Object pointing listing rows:
■ ■ ■ ■ ■
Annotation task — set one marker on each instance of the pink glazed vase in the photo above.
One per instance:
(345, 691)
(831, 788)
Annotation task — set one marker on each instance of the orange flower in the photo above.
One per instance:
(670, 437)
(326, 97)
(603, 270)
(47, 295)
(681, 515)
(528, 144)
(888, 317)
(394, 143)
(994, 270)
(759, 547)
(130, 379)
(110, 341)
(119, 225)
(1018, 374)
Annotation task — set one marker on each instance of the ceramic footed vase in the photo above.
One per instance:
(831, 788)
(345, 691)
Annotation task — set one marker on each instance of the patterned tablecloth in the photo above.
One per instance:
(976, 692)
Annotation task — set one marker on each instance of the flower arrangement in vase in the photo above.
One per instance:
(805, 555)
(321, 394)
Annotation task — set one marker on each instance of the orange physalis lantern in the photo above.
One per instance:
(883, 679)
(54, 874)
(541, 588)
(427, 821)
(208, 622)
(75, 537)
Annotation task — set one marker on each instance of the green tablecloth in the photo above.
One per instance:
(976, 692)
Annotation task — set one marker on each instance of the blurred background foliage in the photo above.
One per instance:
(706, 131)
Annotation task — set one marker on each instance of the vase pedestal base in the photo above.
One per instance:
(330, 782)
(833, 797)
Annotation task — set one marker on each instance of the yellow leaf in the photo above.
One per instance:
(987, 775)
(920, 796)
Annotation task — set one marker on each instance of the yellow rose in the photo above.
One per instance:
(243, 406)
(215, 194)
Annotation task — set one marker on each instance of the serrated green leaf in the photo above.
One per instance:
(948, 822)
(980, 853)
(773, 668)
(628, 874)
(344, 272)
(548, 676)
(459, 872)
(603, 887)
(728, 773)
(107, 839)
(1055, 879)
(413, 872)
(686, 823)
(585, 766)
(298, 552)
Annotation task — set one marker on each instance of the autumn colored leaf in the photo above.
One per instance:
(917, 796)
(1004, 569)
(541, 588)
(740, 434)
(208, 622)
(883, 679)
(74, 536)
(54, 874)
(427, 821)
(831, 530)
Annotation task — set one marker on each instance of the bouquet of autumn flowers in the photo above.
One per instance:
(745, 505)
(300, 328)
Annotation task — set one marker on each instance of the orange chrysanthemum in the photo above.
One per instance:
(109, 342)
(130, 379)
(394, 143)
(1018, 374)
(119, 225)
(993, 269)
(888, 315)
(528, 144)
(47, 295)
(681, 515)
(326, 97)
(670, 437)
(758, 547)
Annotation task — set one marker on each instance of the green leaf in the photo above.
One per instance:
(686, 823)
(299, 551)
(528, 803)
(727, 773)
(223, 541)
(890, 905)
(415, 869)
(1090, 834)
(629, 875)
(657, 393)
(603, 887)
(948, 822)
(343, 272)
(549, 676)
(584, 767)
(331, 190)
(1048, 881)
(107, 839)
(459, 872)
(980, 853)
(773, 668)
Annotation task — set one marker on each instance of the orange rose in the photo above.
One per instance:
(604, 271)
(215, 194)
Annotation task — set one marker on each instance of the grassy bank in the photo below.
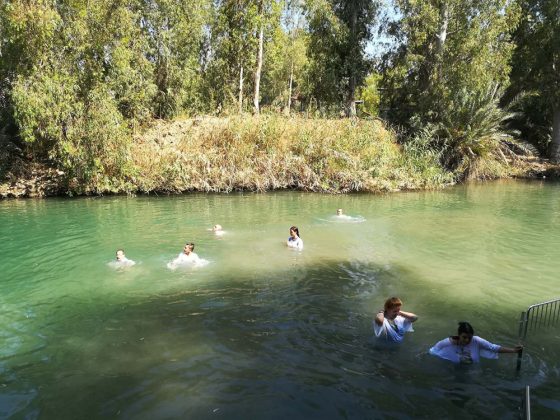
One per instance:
(256, 154)
(273, 152)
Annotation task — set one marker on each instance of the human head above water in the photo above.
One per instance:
(465, 333)
(392, 303)
(295, 230)
(465, 328)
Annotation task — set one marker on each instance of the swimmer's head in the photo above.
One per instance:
(465, 333)
(188, 248)
(392, 307)
(294, 232)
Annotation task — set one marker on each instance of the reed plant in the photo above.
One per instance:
(269, 152)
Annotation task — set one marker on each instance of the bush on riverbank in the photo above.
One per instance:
(256, 154)
(274, 152)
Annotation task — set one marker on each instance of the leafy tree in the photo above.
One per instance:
(231, 52)
(454, 58)
(446, 46)
(536, 68)
(286, 54)
(369, 94)
(339, 31)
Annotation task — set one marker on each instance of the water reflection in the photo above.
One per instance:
(264, 332)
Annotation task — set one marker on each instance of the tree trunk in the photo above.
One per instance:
(554, 150)
(241, 90)
(256, 99)
(289, 107)
(351, 100)
(442, 30)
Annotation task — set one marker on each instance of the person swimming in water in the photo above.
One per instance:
(294, 240)
(121, 260)
(392, 322)
(467, 348)
(218, 230)
(187, 257)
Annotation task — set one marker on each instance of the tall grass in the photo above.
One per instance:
(274, 152)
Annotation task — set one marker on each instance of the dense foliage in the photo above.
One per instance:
(79, 78)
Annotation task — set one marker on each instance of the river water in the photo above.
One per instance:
(263, 331)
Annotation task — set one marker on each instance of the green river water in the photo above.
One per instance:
(265, 332)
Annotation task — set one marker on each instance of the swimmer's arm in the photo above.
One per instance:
(379, 318)
(515, 349)
(409, 316)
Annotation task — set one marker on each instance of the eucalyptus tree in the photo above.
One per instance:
(451, 55)
(176, 34)
(286, 57)
(445, 46)
(77, 71)
(231, 52)
(536, 68)
(339, 31)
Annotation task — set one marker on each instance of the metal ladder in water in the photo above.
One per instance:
(539, 315)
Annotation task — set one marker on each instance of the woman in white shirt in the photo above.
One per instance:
(294, 241)
(187, 257)
(468, 348)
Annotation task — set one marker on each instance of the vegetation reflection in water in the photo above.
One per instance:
(263, 331)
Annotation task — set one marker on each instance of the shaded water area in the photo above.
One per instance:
(263, 331)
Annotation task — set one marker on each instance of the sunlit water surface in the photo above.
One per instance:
(263, 331)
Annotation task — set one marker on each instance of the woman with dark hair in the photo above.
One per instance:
(465, 347)
(294, 241)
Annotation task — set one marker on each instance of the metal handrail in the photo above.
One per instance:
(525, 408)
(539, 315)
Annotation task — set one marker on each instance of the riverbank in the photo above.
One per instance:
(257, 154)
■ ■ ■ ■ ■
## TASK TO COMPLETE
Rewrite everything from the line containing "grass in the photo above." down to the end of the listing, substituting "gum tree" for "eucalyptus tree" and leaving all else unchanged.

## WORKED ANSWER
Annotation task — set one marker on each instance of the tall grass in the photo above.
One per instance:
(274, 152)
Annotation task — set one marker on each instance of the dense foliage in the photo above.
One per instance:
(79, 78)
Annotation task — set one marker on each instance of the river water in the photo above.
One per instance:
(263, 331)
Annotation task — set one marker on each instance of the green river water in the photo above.
One per instance:
(265, 332)
Annotation task — set one marker on each instance of the swimmer's arm in the photo above.
One per instance:
(379, 318)
(515, 349)
(409, 316)
Annotation task — set one marker on each instance of the gum tree in the photo above.
One per instance:
(451, 55)
(176, 34)
(286, 57)
(445, 46)
(77, 71)
(231, 52)
(536, 68)
(339, 31)
Annotation task — set one marker on each instance of the metal ladder in water in the photo above.
One per instance:
(539, 315)
Annotation task — set one marker on each instance of the woman in white shirt in the photo above.
One per instance:
(294, 241)
(187, 257)
(468, 348)
Annotation task — set one marker on each instance of the vegetation reflection in water in the photo above.
One per instance:
(263, 331)
Annotation task — set one marker on each instance of the shaded water area in the photo above.
One per instance:
(263, 331)
Annotation task — set one marker on each instance of the sunlit water surface in the photo above.
One per instance:
(263, 331)
Annotation task — set one marker on each instance of the woman with dark hair in the photo above.
One per instance:
(465, 347)
(294, 241)
Annotation task — set one marker on each instance of the metal handrail in the photo above.
One per instance:
(525, 408)
(539, 315)
Annotation task — set one marker on each instance of the riverbank in the photo above.
One per instance:
(257, 154)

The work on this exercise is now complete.